━━ DATA ROWS ━━

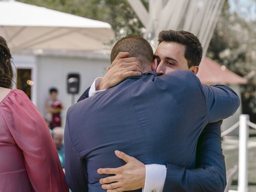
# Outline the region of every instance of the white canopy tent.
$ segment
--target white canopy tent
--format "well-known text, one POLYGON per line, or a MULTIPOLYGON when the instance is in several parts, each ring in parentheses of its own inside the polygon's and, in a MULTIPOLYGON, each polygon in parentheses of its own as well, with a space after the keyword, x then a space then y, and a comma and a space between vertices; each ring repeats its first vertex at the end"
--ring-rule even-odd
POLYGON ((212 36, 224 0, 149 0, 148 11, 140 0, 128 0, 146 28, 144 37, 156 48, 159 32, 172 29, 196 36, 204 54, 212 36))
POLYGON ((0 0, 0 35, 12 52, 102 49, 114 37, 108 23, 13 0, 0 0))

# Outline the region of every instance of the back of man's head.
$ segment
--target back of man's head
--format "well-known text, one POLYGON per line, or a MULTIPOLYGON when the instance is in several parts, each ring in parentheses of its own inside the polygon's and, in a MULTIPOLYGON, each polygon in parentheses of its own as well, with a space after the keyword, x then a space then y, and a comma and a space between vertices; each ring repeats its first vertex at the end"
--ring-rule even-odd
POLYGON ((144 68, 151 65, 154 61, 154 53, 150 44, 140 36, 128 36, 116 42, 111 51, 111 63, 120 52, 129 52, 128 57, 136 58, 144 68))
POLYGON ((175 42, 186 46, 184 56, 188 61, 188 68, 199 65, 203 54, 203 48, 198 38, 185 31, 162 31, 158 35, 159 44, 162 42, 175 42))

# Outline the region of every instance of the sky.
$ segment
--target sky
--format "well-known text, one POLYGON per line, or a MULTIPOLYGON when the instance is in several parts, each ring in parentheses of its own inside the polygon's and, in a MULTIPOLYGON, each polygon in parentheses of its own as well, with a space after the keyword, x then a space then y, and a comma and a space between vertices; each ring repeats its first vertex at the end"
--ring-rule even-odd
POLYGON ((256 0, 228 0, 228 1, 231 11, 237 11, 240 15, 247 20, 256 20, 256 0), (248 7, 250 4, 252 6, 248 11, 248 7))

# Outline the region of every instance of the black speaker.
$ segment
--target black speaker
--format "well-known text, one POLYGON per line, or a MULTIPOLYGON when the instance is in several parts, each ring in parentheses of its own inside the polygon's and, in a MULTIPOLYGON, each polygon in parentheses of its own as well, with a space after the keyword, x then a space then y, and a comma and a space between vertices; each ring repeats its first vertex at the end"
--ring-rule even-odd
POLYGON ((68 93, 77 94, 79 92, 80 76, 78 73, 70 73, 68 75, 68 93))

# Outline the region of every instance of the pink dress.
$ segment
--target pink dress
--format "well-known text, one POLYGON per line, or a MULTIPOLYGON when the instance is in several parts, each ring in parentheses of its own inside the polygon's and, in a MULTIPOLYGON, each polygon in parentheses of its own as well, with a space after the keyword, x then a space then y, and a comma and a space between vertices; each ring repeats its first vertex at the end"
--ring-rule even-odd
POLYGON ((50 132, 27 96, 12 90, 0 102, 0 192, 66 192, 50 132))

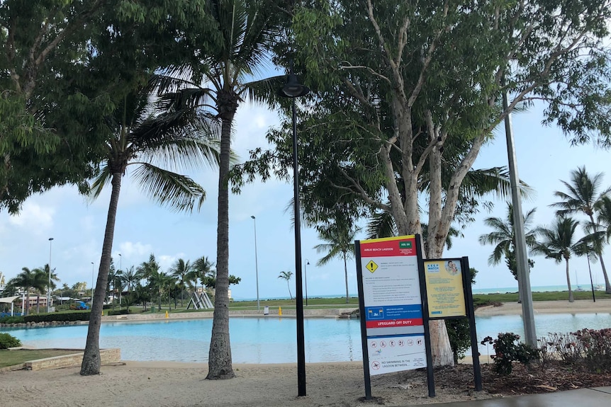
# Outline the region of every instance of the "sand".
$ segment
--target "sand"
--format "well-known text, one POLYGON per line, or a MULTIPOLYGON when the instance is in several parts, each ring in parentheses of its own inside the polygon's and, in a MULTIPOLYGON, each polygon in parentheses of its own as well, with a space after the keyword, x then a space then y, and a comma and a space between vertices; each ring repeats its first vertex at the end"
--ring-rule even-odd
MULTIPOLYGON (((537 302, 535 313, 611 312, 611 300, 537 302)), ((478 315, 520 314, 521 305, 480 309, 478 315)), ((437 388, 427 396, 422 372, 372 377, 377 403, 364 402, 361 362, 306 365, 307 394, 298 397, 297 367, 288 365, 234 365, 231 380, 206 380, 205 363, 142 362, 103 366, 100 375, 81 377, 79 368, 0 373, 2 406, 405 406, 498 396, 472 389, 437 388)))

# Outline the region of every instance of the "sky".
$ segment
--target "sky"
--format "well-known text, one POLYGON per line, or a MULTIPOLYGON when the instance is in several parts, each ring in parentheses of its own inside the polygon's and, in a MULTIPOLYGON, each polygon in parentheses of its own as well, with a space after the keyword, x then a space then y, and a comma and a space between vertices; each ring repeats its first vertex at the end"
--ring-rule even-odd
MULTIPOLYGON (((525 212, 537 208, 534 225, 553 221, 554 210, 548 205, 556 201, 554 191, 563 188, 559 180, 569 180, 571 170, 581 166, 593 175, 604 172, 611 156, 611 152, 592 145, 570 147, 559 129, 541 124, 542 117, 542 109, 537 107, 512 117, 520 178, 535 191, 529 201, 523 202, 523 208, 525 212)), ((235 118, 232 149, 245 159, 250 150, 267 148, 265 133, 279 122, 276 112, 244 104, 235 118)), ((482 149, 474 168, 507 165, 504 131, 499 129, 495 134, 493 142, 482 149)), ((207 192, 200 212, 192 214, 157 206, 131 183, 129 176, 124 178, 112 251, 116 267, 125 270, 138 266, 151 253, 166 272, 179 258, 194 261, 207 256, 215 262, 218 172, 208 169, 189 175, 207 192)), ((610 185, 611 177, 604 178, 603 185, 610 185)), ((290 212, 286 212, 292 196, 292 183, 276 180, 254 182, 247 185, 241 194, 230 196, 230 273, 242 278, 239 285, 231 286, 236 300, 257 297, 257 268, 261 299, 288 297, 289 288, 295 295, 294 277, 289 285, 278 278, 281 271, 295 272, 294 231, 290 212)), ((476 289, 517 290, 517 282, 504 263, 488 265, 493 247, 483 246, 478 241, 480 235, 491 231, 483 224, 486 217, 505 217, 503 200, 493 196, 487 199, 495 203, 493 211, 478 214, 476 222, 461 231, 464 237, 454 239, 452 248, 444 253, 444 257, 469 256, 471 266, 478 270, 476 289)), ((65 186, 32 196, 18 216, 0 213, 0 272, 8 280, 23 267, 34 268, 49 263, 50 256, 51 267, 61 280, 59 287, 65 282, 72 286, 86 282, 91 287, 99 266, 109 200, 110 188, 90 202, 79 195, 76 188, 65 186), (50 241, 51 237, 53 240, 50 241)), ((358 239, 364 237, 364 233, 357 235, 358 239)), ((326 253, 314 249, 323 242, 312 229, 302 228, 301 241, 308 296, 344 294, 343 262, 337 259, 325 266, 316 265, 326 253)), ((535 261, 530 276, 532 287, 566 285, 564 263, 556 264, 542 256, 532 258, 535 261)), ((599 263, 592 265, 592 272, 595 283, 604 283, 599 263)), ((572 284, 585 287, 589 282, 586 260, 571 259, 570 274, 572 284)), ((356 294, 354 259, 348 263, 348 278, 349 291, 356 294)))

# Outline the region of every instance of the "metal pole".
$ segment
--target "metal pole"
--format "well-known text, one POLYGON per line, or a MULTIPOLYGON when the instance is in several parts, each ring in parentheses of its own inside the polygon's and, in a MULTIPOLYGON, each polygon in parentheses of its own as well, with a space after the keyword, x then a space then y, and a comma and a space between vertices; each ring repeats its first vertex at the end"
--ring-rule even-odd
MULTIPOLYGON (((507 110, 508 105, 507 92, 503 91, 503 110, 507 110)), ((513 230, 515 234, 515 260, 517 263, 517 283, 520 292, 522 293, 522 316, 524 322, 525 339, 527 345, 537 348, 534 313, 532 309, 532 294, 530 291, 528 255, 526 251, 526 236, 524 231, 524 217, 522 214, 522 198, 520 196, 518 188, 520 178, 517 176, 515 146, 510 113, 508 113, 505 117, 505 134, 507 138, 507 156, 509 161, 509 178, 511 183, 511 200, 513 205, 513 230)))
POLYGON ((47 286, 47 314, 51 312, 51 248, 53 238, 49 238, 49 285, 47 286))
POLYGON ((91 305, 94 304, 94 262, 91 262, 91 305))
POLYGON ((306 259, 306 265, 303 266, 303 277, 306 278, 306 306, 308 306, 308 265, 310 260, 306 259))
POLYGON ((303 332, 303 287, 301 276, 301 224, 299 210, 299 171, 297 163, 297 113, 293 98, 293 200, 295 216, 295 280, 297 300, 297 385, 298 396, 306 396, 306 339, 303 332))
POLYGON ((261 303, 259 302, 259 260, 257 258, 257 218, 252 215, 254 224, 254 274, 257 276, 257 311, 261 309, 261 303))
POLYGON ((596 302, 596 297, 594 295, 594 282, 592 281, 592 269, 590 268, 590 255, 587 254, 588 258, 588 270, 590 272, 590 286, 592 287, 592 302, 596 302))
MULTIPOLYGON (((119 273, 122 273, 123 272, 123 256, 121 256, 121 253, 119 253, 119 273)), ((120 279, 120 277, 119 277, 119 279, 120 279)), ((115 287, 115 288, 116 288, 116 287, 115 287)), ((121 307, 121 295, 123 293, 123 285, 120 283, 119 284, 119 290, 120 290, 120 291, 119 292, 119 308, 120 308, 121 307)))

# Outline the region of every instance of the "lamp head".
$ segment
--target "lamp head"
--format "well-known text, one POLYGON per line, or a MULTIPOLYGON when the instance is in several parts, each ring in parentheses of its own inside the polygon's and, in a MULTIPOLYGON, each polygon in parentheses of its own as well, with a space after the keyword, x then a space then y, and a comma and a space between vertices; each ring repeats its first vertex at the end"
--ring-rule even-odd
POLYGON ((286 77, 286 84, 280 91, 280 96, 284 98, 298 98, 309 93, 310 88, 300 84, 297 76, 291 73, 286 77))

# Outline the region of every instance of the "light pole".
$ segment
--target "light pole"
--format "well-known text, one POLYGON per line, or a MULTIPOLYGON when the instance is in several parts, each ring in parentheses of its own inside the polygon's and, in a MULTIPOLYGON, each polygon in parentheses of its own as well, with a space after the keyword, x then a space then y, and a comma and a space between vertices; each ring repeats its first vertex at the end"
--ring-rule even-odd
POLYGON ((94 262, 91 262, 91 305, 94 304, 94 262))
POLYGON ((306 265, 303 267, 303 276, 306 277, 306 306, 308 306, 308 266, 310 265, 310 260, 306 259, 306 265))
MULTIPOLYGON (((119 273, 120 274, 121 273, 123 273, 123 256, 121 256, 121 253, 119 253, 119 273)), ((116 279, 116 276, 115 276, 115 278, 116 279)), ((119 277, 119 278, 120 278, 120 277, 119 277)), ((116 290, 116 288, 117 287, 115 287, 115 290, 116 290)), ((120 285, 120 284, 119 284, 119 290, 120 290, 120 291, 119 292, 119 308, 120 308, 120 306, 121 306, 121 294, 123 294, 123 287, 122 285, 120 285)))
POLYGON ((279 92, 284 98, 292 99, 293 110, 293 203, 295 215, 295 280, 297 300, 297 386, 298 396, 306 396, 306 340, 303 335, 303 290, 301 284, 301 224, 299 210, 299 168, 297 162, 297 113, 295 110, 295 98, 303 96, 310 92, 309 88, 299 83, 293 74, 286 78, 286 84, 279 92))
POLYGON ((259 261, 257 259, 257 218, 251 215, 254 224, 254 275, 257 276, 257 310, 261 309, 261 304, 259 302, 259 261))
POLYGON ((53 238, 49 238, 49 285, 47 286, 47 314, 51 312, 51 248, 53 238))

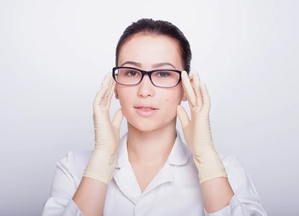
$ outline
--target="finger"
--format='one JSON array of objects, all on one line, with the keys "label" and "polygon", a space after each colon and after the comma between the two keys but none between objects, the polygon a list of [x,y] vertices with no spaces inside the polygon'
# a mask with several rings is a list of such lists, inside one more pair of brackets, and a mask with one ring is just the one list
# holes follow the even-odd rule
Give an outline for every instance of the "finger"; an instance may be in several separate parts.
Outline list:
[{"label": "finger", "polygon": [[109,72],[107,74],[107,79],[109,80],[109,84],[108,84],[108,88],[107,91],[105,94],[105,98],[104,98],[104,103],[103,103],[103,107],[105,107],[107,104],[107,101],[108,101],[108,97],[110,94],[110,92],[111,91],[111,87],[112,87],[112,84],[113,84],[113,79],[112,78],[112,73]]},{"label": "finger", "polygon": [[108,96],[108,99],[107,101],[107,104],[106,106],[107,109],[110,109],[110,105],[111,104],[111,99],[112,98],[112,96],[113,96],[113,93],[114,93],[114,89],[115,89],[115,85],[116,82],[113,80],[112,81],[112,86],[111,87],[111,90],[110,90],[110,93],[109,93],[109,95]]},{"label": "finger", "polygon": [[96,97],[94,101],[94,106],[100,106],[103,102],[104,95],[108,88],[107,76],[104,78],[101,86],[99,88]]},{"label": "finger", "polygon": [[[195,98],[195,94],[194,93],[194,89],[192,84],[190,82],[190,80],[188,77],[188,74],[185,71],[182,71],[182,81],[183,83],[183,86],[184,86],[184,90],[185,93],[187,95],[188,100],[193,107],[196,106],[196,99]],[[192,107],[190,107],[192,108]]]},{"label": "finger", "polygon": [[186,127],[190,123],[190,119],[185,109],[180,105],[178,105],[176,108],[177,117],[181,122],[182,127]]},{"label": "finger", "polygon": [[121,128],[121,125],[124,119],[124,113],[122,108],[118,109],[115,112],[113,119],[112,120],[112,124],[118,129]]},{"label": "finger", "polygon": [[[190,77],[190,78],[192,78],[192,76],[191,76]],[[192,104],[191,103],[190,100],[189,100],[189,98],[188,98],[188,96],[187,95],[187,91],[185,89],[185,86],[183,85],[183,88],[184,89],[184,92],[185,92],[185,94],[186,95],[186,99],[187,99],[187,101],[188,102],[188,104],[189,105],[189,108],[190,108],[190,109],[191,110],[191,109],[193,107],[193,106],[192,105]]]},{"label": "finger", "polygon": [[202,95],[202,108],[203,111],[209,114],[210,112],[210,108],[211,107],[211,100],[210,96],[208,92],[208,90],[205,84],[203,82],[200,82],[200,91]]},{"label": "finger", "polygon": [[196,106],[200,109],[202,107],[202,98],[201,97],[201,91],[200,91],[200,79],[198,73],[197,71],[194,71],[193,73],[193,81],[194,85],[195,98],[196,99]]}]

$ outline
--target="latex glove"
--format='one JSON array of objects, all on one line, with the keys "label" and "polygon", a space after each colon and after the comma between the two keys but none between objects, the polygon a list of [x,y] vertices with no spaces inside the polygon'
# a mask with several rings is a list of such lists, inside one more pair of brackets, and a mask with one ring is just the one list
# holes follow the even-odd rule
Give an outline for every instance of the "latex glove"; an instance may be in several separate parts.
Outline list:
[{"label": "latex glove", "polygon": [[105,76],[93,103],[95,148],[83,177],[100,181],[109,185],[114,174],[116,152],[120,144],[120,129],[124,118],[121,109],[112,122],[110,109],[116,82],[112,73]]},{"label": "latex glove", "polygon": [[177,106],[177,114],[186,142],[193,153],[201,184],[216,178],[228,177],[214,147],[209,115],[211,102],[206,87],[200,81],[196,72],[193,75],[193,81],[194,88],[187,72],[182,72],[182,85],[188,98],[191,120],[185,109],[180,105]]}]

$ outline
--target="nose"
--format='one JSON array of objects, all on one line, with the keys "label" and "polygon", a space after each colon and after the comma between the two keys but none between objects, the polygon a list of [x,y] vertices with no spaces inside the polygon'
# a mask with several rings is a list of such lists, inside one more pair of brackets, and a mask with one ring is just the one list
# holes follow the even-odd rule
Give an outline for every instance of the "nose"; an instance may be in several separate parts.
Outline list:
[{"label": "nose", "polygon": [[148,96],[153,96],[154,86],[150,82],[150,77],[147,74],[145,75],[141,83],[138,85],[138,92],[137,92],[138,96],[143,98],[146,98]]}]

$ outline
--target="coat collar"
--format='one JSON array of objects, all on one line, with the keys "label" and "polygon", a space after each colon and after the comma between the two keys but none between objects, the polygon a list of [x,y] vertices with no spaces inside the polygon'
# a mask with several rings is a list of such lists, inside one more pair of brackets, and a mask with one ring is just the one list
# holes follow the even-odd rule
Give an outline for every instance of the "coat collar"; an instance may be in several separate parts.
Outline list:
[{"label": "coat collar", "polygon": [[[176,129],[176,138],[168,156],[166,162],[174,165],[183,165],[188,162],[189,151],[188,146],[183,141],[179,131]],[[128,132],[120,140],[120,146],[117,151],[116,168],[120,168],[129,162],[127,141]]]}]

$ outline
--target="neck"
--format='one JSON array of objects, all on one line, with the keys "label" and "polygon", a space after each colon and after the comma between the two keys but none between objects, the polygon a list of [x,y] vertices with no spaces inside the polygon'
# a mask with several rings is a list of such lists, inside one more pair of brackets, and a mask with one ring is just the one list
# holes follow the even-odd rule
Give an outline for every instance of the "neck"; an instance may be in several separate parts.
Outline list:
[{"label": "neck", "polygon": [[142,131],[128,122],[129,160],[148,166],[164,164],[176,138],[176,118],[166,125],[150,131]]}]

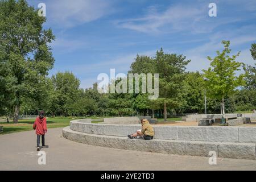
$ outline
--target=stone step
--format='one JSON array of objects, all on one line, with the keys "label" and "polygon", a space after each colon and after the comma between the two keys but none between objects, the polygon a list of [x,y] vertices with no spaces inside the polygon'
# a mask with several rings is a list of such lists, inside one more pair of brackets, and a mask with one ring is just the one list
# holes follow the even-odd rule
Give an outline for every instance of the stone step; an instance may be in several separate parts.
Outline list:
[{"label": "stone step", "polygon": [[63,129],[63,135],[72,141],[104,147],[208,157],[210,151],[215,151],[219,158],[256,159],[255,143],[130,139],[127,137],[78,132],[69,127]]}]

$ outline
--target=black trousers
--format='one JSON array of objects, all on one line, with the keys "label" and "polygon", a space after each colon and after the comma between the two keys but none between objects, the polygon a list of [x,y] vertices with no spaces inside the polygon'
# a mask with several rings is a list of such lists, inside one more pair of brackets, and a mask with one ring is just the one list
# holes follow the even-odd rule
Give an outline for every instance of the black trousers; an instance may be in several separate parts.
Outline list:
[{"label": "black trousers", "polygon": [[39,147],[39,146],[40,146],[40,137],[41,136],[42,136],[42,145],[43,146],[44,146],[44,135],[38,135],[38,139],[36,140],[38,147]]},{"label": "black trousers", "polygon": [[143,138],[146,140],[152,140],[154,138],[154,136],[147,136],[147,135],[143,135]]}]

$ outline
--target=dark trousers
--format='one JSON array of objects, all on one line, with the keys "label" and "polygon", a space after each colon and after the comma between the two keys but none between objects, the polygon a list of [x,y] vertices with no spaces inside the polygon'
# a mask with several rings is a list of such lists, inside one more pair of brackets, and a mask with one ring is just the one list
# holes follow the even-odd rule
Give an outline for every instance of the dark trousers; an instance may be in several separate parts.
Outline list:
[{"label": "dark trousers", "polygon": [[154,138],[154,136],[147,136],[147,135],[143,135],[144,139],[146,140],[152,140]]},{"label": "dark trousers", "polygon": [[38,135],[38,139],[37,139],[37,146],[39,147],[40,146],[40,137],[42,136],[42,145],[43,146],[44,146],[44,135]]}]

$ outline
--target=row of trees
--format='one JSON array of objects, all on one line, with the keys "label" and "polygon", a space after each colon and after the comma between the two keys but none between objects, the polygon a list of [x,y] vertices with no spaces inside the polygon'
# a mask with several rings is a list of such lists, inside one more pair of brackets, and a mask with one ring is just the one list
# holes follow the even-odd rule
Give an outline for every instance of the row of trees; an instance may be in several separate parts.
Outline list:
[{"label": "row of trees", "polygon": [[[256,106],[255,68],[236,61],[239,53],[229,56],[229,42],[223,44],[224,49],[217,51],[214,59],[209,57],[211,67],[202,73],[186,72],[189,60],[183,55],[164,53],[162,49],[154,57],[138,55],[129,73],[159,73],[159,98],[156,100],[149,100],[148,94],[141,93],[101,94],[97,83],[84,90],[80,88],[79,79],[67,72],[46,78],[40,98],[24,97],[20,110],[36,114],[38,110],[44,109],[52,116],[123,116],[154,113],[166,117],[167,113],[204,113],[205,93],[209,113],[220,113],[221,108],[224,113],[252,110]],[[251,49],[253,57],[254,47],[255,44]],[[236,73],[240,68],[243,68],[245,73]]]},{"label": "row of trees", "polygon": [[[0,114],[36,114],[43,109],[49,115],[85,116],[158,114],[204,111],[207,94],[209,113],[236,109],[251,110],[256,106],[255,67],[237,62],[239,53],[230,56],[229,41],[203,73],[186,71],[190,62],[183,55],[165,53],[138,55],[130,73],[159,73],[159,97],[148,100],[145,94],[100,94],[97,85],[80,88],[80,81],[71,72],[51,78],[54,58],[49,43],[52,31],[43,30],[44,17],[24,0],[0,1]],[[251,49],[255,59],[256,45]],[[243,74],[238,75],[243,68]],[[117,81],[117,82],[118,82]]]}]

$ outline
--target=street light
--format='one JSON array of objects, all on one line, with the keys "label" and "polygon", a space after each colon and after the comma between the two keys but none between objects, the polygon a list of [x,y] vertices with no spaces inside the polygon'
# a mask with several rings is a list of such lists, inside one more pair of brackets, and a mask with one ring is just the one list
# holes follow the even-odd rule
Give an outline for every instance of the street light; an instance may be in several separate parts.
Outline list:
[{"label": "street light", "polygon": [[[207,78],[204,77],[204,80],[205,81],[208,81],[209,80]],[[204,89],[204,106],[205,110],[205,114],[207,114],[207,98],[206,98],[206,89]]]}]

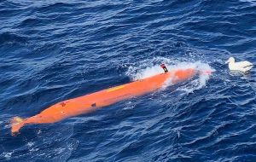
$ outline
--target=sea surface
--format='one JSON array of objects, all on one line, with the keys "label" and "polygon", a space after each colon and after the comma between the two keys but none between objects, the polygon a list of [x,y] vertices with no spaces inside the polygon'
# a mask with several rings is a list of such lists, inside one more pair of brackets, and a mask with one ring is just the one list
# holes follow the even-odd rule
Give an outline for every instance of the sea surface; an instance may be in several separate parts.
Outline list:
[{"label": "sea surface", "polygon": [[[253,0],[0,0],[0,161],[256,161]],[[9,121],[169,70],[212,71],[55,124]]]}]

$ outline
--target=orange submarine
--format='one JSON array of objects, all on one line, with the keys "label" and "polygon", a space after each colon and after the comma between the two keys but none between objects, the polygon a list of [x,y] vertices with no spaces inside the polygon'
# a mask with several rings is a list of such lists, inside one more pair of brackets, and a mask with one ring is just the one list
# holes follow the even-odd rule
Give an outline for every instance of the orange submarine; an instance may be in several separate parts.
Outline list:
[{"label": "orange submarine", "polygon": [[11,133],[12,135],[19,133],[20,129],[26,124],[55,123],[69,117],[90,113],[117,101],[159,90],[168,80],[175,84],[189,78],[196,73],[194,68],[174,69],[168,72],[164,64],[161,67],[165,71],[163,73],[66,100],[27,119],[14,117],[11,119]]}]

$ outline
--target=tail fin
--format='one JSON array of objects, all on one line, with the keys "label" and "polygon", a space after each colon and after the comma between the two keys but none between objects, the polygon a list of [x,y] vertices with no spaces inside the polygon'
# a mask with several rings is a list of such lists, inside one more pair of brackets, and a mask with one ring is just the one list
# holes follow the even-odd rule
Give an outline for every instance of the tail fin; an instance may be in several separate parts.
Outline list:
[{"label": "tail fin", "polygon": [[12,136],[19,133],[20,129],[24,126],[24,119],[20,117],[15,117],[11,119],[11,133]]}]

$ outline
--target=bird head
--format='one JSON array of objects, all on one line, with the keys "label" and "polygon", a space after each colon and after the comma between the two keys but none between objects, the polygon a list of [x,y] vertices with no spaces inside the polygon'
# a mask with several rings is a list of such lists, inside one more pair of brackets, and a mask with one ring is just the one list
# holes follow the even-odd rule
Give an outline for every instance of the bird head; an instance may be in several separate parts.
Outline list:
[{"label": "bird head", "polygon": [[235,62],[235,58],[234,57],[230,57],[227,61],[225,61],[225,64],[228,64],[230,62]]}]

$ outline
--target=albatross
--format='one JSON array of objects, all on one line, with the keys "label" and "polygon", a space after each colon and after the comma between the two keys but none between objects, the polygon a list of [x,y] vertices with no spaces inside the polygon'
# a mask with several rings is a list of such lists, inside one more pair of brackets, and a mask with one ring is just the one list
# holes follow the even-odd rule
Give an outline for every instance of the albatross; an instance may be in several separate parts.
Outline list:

━━━

### PROBLEM REQUIREMENTS
Return every line of the records that contains the string "albatross".

### OUTPUT
--target=albatross
Give an outline for every instance of the albatross; an instance may be in several separate parts.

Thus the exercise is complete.